Concurrency Bugs — Deadlock, Atomicity, Order — Operating Systems

Summary#

Concurrency bugs split into two families. Non-deadlock bugs — atomicity violations and order violations — account for most real-world incidents according to the Lu et al. 2008 study of MySQL, Apache, Mozilla, and OpenOffice. Deadlock bugs are flashier (everything stops) but rarer (roughly 30% of concurrency bugs in that study). Both come from the same root: shared state plus uncontrolled scheduling. The fixes are mechanical once you can name the bug class.

The four conditions for deadlock — mutual exclusion, hold-and-wait, no preemption, circular wait — give you four levers to break it. Break any one and deadlock is impossible. The interview value is naming the levers and knowing which is cheap and which is expensive in real systems.

Why it matters#

Concurrency bugs are the hardest bugs to reproduce. They depend on scheduling, which depends on load, which depends on what else the machine is doing. “Worked in QA, broke in production” is the canonical story. They survive code review because the source code looks correct — the bug lives in the interleaving, not in any single line. And when they bite, they bite hard: corrupted state propagates silently, deadlocks freeze whole subsystems, and the debugger often perturbs timing enough to hide the bug.

The defensive value of categorising them is that the categories prescribe the fix. An atomicity violation needs a lock. An order violation needs a condition variable or a join. A deadlock needs you to break one of the four conditions. Knowing the family is half the cure.

How it works#

Atomicity violations#

The classic shape: a sequence of operations the programmer assumes runs together, but another thread interleaves. Example from MySQL InnoDB (paraphrased):

// Thread 1                       // Thread 2
if (thd->proc_info) {
    fputs(thd->proc_info, ...);   // thd->proc_info = NULL;
}

Thread 1 checks for null, then dereferences. If Thread 2 nulls the pointer between the two operations, Thread 1 dereferences null and crashes. The fix is to wrap both lines in a mutex — the programmer intended them to be atomic; the code didn’t enforce it.

Point-labeling rows

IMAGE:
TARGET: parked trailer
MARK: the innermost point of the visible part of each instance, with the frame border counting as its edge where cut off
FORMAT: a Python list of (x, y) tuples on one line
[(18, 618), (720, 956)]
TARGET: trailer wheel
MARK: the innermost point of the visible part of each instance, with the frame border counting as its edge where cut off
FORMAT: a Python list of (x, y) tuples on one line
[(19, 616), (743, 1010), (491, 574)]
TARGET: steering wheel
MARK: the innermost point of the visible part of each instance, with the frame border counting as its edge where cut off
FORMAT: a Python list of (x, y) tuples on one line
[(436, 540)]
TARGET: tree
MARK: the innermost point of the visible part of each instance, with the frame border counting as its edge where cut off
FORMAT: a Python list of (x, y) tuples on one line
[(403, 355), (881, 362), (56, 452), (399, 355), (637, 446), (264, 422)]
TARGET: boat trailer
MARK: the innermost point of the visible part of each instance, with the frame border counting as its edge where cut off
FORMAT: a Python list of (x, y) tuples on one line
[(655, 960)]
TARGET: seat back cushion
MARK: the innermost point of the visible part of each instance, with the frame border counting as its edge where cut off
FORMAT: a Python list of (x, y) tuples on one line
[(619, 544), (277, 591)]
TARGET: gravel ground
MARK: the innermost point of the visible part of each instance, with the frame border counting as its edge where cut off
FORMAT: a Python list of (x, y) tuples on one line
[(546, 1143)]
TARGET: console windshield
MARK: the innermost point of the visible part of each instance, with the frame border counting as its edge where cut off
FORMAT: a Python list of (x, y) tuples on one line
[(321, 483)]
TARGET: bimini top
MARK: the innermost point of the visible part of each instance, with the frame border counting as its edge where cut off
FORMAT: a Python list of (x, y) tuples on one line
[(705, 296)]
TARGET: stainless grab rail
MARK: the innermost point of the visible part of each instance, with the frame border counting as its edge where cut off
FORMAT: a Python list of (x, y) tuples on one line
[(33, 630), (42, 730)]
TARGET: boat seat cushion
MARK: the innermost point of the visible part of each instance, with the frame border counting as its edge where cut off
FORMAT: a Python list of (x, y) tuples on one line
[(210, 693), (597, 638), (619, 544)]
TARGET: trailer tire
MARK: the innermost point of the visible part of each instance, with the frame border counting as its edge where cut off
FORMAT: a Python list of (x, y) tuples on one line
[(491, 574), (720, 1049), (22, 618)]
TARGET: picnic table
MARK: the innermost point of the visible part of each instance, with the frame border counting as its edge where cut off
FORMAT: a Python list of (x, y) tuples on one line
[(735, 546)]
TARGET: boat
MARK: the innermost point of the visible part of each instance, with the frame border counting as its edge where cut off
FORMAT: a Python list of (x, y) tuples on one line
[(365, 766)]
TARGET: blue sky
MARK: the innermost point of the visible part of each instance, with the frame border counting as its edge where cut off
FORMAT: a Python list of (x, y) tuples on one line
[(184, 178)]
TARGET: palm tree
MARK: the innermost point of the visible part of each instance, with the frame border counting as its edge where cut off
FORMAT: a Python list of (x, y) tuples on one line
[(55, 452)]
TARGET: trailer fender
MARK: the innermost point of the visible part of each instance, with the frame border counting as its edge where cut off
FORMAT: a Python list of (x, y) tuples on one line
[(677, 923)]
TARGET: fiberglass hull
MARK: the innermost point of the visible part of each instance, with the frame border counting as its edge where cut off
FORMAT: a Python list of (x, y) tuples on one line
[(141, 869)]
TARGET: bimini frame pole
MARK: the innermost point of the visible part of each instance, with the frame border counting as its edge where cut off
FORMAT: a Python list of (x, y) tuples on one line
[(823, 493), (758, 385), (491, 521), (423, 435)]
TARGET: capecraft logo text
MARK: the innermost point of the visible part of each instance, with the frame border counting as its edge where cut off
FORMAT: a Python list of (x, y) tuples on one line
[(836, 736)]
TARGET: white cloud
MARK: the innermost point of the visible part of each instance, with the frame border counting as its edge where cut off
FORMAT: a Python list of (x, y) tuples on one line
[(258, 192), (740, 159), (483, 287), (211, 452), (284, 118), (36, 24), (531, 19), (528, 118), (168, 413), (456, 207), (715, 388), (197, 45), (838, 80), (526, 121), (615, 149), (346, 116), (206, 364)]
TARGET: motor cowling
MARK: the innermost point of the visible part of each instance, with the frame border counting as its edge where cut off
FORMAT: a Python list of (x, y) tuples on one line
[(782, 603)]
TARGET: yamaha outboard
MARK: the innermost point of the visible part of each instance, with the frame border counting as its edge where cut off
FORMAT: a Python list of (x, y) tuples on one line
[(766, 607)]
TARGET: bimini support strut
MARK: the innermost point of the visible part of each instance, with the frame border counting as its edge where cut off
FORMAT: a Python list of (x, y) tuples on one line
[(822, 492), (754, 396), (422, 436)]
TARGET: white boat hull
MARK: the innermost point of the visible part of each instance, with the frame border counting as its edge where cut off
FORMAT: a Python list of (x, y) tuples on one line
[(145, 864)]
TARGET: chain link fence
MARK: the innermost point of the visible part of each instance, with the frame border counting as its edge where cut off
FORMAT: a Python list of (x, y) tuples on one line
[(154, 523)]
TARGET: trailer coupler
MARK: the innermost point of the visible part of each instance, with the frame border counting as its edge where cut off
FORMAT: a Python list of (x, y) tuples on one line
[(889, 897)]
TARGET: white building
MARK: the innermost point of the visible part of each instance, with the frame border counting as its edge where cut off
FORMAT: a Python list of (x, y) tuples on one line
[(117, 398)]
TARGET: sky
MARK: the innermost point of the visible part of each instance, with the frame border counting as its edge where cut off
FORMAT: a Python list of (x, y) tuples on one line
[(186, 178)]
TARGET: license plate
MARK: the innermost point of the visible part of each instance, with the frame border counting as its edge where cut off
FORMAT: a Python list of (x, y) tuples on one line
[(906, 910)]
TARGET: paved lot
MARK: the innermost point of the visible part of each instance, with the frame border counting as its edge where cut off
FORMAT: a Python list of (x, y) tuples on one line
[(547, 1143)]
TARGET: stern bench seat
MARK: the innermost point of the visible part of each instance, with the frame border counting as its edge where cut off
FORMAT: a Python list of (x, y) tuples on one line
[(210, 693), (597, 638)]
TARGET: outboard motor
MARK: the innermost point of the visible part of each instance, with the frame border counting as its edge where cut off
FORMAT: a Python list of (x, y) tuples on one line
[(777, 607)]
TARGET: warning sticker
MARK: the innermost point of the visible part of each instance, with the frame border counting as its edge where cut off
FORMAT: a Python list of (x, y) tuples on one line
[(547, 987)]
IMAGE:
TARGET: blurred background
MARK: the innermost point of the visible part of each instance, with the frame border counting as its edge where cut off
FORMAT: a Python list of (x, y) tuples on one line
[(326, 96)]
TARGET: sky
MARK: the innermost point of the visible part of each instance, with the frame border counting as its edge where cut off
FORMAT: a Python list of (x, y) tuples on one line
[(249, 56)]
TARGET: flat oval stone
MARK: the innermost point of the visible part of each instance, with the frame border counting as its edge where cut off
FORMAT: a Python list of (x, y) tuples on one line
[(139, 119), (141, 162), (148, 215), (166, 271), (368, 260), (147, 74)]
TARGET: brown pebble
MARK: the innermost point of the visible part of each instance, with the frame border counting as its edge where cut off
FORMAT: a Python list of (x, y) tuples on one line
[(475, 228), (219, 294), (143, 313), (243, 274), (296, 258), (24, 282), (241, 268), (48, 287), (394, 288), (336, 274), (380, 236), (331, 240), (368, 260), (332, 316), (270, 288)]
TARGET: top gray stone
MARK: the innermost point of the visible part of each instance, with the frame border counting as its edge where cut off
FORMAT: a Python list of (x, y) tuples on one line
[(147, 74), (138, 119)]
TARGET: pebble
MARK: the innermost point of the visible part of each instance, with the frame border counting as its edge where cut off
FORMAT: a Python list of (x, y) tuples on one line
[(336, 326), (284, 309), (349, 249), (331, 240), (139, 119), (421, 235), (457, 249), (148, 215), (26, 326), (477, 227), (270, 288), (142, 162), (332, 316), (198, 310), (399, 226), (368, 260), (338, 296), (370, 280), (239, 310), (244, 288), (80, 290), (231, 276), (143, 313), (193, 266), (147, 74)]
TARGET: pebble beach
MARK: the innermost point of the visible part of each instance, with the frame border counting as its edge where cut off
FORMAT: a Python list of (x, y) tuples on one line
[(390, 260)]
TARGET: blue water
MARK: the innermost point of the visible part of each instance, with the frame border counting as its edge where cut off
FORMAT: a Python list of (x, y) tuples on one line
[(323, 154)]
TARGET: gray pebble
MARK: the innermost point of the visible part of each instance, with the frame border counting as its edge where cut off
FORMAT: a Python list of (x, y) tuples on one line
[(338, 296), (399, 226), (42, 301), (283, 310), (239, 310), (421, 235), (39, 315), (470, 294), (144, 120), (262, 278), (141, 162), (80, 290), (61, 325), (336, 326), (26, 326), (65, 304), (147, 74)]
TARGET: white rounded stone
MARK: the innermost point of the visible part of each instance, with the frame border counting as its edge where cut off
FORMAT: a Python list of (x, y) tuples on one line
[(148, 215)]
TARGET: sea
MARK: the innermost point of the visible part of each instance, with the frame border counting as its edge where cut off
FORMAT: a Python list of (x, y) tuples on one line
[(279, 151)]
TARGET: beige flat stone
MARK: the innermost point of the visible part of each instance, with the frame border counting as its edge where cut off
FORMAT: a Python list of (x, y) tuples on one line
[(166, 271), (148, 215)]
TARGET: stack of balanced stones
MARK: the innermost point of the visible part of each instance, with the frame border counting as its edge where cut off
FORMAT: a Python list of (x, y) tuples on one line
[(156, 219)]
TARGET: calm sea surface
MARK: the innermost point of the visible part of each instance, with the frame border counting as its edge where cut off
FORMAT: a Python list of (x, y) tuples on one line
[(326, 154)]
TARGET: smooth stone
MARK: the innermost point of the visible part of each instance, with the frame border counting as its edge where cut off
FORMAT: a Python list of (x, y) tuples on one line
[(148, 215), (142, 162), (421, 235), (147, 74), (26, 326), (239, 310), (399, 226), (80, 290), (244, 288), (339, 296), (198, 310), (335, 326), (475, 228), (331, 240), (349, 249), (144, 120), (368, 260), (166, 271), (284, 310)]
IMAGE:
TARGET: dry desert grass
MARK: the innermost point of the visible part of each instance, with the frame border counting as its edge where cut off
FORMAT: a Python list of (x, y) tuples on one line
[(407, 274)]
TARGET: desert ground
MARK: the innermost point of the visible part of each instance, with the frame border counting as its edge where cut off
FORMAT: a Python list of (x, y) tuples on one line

Prompt 1 — Translate the sentence "Break any one and deadlock is impossible." from the concurrency bugs page into Spanish.
Prompt 2 — Please rewrite the rows from the line with "TARGET: boat trailer" to the line with "[(491, 574), (720, 1049), (22, 618)]", changing "cushion" to "pad" and keeping everything else the same.

Written reply 1 — Rompe cualquiera de ellas y el interbloqueo es imposible.

Written reply 2 —
TARGET: boat trailer
MARK: the innermost point of the visible part of each instance, with the frame border counting as its edge where cut off
FORMAT: a Python list of (x, y) tuples on one line
[(655, 960)]
TARGET: seat back pad
MARK: the innermost point of the visible part of each instance, with the frame border counting as its edge where cut off
FORMAT: a Python list of (x, y) tuples on one line
[(619, 544), (277, 591)]
TARGET: gravel ground
MARK: the innermost point of the visible part of each instance, with the frame border counting as its edge where cut off
FORMAT: a Python list of (x, y) tuples on one line
[(546, 1143)]
TARGET: console windshield
MARK: the innermost point of the visible part of each instance, with the frame border counting as its edge where cut off
FORMAT: a Python list of (x, y) tuples on one line
[(321, 483)]
TARGET: bimini top
MARK: the innermost point of the visible part of each instance, with the frame border counting as its edge where cut off
FORMAT: a Python list of (x, y) tuples on one line
[(705, 296)]
TARGET: stainless grab rail
MARK: the innermost point of the visible part of each instance, with the frame border counting as its edge where cut off
FORMAT: a Python list of (x, y) tuples on one line
[(33, 630), (42, 730)]
TARGET: boat seat pad
MARK: the innermost point of the visible part of each instance, with the frame border counting as its edge where cut off
FORMAT: a Python list of (x, y) tuples on one line
[(210, 693), (597, 638), (619, 544)]
TARGET: trailer tire
MARK: the innermost point of the visible part of each instance, with the frame border counting as its edge where cut off
FORMAT: a Python list of (x, y) tuples on one line
[(491, 574), (720, 1049), (22, 618)]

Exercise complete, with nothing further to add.